PAGE TEXT
↓↓↓

What do you think of Snowman (Jimmy)?


Lit Bug (Foram) | 32 comments Solely based on the first five chapters, I found Snowman a bit incomprehensible, though I caught flickers of nostalgia and melancholy in him, both seeking and afraid of the lost world.

Jimmy, the kid, on the other hand, seemed pitiful, and like him, we find it hard to realize what exactly is wrong between his mother and father. I really liked these chapters the most - later, I felt, these characters, especially Snowman wasn't drawn too well.


Sophia Roberts | 1324 comments Do you think he always had the potential to be easily led?


Lit Bug (Foram) | 32 comments I find he was easily led a lot of times, mostly on account of his hunger for appreciation - he was, like all kids, trying a lot to gain approval from whoever would give it.

Even later, he does mostly the same. Actually, I loved Jimmy and Crake when they were young - they seemed very believable - but beyond that phase, they didn't 'grow' - they became more like obsessed stereotypes without any apparent reason.

↑↑↑

INSTRUCTION
Answer these questions about the comment thread on Snowman:
(a) How many chapters was Lit Bug's first impression of Snowman based on?
(b) According to Lit Bug, what mostly caused Jimmy to be easily led?
(c) Which two characters did Lit Bug love when they were young?
None of the material is needed for the task.

Items from a data source
↓↓↓

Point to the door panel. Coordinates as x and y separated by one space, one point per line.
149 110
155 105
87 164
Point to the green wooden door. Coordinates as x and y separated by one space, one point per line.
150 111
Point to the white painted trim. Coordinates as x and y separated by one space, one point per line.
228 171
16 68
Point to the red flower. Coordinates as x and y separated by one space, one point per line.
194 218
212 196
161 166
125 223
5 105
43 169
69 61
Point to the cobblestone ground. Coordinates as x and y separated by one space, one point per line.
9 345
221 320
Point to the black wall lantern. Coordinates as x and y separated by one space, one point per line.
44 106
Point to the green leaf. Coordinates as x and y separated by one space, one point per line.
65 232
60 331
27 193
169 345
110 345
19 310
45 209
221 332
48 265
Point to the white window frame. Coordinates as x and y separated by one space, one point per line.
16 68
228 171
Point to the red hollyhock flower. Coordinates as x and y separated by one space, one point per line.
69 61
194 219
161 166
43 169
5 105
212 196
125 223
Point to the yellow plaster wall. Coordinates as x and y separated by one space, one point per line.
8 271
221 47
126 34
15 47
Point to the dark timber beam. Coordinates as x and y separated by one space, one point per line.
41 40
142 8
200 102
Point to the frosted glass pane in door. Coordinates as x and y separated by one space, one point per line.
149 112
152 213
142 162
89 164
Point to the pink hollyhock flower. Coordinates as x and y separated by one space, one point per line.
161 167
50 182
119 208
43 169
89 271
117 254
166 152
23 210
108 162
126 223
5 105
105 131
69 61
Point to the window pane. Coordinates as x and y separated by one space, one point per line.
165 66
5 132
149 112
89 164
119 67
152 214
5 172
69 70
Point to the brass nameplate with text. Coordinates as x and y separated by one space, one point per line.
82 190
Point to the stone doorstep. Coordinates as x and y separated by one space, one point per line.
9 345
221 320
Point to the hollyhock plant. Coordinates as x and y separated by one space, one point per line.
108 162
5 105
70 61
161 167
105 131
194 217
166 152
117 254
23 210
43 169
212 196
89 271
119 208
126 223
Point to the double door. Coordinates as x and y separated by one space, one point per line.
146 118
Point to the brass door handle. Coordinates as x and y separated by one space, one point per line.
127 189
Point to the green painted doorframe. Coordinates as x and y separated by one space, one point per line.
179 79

↑↑↑

SOLUTION TO THIS TASK
(a) The first five chapters.
(b) His hunger for appreciation.
(c) Jimmy and Crake.